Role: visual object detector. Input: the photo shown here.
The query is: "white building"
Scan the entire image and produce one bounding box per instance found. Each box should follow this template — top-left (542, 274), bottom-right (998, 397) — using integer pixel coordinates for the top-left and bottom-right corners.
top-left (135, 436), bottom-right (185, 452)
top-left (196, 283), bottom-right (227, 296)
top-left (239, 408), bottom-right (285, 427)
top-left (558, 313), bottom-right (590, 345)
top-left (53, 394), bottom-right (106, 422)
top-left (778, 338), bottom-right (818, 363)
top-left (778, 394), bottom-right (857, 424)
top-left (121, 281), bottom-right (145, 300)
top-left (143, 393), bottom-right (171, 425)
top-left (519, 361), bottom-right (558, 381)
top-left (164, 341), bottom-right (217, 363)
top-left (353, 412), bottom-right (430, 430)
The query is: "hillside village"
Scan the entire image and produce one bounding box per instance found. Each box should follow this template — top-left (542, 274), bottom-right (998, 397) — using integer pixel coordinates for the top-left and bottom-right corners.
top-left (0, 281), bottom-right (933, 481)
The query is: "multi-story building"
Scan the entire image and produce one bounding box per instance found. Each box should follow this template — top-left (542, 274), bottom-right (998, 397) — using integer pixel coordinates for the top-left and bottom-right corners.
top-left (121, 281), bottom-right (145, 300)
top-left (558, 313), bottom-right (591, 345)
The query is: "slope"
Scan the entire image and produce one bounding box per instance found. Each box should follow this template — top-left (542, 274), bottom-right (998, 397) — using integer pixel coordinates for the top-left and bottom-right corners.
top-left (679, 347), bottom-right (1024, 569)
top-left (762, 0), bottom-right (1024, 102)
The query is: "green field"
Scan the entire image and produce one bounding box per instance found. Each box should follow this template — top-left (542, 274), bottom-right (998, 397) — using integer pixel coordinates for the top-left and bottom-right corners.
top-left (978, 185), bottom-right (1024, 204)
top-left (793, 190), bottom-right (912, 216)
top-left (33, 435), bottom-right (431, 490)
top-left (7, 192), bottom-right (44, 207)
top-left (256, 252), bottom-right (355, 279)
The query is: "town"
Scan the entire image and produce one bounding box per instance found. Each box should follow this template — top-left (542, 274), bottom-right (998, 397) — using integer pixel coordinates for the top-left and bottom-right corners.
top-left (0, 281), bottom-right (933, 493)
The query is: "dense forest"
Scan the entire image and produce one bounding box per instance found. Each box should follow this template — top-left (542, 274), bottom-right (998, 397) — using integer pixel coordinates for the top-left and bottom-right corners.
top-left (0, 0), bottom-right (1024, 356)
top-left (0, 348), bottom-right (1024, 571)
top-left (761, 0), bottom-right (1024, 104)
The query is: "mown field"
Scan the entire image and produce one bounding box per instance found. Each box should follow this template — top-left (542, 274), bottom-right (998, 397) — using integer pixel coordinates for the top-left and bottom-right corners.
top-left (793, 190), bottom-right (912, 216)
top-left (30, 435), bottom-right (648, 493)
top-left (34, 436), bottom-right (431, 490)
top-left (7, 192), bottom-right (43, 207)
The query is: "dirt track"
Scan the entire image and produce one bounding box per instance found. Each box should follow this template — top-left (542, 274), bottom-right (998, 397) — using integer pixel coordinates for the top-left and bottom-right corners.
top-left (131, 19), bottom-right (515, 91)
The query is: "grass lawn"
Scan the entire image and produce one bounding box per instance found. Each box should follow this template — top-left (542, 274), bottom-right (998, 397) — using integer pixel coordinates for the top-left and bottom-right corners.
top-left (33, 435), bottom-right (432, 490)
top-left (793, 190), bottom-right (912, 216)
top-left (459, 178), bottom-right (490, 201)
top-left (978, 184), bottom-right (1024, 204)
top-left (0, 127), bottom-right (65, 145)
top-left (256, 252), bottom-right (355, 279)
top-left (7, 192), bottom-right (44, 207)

- EXERCISE PROMPT: List every line above that contains the string "query", copying each one in full. Case counts.

- EXERCISE ANSWER:
The query is: "white building"
The query is: "hillside village"
The query is: "multi-story building"
The query is: "slope"
The query is: "green field"
The query is: "town"
The query is: "dense forest"
The query is: "mown field"
The query is: "dirt track"
The query is: "grass lawn"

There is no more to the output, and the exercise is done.